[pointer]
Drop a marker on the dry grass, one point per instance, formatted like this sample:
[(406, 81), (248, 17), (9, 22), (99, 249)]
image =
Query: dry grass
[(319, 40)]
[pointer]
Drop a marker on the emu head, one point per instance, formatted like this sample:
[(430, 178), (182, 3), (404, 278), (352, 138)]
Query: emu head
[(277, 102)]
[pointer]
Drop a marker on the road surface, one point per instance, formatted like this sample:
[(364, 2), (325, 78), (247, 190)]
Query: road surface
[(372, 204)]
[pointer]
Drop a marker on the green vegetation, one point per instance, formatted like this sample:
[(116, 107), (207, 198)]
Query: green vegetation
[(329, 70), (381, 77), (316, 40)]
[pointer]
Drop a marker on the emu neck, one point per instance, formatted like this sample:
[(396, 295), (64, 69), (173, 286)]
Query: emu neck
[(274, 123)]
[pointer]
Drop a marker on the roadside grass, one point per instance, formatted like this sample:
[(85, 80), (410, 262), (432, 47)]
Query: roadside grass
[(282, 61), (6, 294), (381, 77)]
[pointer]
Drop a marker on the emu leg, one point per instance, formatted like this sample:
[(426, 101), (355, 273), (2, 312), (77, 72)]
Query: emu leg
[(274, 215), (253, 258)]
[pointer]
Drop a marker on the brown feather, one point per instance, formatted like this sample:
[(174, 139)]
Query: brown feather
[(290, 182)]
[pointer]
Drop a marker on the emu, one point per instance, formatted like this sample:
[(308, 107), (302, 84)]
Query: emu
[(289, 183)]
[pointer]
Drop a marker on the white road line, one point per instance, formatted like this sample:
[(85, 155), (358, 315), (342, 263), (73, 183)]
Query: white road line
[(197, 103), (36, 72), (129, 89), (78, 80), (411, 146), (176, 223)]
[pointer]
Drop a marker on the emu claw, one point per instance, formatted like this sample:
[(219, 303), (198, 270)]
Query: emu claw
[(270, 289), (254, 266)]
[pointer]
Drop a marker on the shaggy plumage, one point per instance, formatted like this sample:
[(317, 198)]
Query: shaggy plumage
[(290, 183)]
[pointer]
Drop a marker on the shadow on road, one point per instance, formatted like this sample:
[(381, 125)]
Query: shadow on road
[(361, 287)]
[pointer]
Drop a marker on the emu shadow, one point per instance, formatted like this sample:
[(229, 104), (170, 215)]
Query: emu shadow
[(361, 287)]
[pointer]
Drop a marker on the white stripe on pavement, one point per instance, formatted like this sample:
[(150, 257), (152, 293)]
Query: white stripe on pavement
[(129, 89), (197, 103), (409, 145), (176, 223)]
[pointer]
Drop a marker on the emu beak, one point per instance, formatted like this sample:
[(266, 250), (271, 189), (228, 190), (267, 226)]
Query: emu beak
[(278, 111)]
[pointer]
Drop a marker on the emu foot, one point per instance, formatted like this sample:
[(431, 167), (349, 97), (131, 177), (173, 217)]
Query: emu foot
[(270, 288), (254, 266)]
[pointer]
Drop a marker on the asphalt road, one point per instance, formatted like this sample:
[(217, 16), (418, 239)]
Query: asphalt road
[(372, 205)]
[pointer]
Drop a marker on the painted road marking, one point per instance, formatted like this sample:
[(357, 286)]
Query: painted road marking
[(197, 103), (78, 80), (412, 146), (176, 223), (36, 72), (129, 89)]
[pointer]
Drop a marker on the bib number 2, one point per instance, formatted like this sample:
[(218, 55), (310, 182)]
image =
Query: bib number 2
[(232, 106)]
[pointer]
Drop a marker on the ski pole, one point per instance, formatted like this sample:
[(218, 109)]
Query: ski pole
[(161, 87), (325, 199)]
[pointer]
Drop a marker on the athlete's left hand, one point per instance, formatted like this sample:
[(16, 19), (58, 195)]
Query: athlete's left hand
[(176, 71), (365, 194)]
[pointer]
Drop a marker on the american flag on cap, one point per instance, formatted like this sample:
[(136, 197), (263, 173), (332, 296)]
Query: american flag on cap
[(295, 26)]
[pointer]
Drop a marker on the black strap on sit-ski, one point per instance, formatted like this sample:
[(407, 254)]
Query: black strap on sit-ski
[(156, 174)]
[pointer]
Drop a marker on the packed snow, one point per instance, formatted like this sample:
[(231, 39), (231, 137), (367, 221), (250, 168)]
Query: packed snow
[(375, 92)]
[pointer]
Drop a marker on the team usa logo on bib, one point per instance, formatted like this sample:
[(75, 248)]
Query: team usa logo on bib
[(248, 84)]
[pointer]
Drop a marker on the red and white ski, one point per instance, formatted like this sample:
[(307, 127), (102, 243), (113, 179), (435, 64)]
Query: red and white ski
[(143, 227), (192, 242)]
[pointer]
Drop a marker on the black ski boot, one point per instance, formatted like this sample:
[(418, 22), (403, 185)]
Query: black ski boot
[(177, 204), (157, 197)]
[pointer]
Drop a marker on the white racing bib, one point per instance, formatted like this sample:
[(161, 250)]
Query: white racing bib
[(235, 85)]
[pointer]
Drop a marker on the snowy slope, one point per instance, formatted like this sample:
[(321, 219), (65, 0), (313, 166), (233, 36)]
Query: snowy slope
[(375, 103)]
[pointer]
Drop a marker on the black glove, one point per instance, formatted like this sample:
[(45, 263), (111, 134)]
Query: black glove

• • •

=== DIRECTIONS ===
Count the lines in the data above that contain the string "surface", treating uppercase and lowercase as different, and give only the number.

=== ANSWER BELOW ===
2